[Data shown Boundary: Start]

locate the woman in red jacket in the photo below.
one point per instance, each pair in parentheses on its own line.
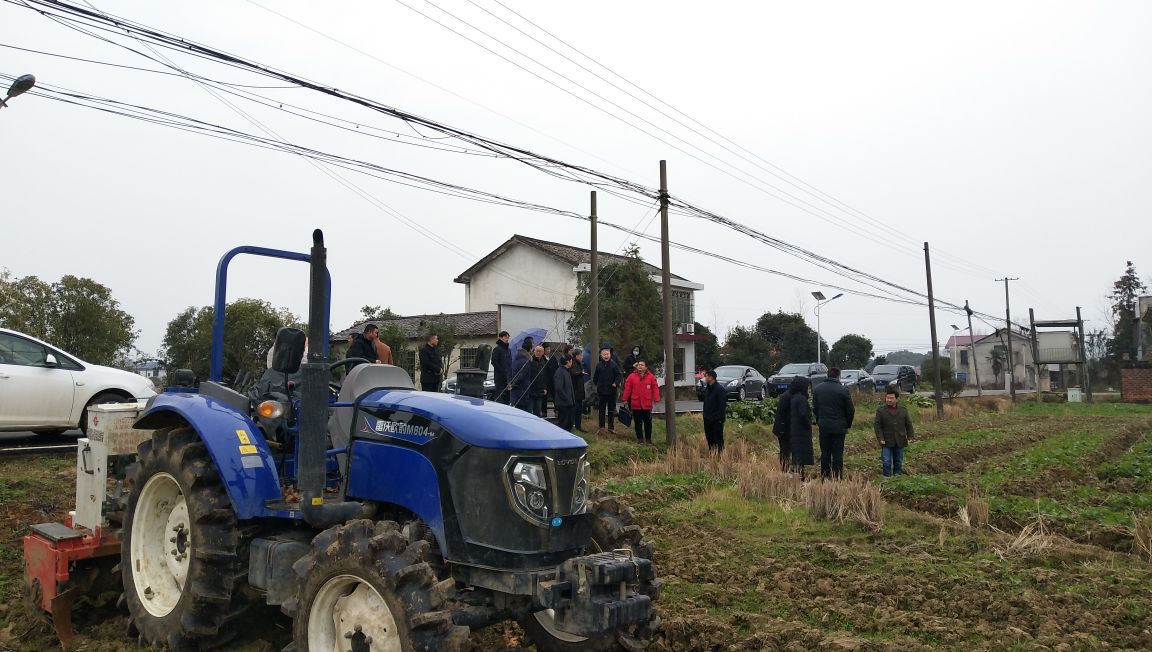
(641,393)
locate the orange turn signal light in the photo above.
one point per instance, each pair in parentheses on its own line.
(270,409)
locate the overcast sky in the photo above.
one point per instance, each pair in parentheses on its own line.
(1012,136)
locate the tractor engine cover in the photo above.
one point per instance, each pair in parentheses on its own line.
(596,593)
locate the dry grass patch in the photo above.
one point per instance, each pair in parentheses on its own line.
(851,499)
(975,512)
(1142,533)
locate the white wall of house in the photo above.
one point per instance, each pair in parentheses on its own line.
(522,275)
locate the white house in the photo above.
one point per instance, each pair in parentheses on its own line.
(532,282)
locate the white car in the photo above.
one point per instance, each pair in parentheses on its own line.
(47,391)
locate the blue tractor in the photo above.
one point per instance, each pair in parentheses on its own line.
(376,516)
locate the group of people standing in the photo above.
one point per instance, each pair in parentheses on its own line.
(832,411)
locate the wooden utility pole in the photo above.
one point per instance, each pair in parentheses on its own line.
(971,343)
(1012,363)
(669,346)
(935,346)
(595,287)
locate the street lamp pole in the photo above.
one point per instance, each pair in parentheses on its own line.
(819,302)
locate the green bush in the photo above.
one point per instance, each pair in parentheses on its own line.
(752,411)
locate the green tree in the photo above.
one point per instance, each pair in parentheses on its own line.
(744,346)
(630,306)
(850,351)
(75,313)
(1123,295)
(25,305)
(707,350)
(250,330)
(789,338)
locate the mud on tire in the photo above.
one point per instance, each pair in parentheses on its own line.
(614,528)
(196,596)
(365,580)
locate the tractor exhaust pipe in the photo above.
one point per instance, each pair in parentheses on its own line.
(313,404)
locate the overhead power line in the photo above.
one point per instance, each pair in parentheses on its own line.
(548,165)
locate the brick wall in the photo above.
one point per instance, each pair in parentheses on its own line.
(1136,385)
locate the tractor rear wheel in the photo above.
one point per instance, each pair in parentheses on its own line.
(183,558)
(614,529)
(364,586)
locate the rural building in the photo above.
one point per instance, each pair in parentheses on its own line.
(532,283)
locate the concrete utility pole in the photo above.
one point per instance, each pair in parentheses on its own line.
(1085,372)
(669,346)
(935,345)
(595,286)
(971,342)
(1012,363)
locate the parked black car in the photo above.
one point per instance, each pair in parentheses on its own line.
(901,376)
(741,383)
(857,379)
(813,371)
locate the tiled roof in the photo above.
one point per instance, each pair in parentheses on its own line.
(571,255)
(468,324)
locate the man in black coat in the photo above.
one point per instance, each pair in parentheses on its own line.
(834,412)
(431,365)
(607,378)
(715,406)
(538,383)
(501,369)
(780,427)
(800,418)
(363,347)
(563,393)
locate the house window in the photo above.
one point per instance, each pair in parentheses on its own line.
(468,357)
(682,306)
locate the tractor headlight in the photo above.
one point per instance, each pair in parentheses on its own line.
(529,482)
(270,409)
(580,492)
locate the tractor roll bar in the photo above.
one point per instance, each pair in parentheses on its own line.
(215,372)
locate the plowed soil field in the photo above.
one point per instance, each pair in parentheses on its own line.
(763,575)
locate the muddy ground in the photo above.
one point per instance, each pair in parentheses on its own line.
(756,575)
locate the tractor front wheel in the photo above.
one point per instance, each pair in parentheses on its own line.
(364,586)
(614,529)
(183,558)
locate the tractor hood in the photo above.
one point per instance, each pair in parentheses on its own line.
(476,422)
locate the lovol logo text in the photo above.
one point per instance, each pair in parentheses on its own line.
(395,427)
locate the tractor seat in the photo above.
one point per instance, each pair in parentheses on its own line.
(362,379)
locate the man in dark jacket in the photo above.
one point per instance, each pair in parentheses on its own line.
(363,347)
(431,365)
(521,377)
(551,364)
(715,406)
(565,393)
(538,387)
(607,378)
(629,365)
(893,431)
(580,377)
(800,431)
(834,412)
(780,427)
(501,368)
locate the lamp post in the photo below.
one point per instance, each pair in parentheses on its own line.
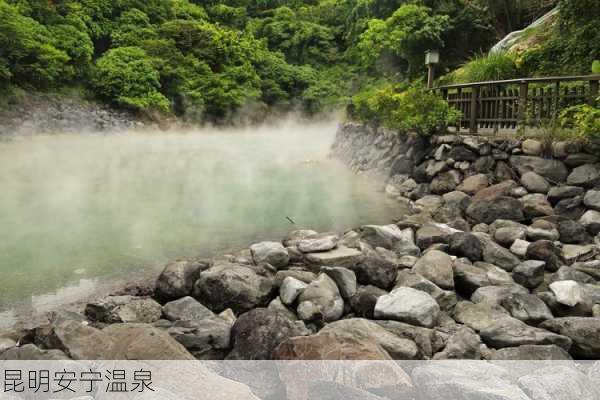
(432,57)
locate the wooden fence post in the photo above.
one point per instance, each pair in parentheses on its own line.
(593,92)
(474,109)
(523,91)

[Data shown Boundary: End]
[Data shown Boundary: Start]

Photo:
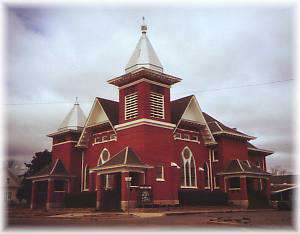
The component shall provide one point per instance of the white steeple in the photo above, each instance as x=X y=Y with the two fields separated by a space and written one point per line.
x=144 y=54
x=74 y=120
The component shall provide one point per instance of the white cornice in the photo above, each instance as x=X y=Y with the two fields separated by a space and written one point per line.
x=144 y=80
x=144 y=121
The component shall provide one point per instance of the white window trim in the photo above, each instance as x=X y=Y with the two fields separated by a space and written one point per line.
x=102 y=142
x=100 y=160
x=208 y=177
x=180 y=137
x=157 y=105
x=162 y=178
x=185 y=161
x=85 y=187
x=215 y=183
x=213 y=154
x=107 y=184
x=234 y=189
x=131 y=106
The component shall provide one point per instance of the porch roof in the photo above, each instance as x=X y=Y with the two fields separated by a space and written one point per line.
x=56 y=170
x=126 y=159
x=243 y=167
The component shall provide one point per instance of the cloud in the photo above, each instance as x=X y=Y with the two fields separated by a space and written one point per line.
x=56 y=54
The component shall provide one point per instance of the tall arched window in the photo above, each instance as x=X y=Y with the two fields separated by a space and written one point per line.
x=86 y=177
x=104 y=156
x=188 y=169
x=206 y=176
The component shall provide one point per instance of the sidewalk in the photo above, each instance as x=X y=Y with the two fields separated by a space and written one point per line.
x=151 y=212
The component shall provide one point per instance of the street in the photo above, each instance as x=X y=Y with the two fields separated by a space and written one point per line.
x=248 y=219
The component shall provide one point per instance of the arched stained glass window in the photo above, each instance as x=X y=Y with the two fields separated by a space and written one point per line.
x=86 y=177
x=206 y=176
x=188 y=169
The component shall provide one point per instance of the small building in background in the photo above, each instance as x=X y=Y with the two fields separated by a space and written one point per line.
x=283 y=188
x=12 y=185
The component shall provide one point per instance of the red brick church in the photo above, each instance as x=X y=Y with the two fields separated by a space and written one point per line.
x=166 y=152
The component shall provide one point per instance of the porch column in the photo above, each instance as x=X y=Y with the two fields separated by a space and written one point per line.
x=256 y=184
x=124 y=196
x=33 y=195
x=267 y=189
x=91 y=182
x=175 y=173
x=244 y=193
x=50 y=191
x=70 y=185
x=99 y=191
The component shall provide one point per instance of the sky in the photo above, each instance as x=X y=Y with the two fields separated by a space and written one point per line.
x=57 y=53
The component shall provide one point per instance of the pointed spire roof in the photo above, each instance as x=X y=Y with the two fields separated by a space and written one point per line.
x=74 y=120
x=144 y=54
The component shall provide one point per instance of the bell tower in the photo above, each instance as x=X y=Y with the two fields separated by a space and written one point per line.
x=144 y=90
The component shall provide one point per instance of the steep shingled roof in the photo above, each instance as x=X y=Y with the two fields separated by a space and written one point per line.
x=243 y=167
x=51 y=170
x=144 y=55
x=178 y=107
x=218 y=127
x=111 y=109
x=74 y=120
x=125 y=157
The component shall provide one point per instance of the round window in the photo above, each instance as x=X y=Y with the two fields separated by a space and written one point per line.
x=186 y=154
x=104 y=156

[Data shown Boundary: End]

_What to work on_.
Return exactly the part of the listing above that opens with the line containing "locate the lovol" and closes with the line containing "locate the wooden fence". Pictures stay out.

_Your solution_.
locate the lovol logo text in the photo above.
one point per instance, each pair in parentheses on its own line.
(395,427)
locate the tractor seat in the photo above.
one point per instance, each pair in parentheses on its own line.
(362,379)
locate the man in dark jacket in the photo above.
one point per instance, each pair in parentheses on its own line.
(363,347)
(431,365)
(521,377)
(551,364)
(715,406)
(565,393)
(538,387)
(607,378)
(629,365)
(893,431)
(580,377)
(800,431)
(834,412)
(780,427)
(501,368)
locate the lamp post in the photo below.
one point per instance, each pair in parentheses on its own line.
(432,57)
locate the wooden fence post in the photo above.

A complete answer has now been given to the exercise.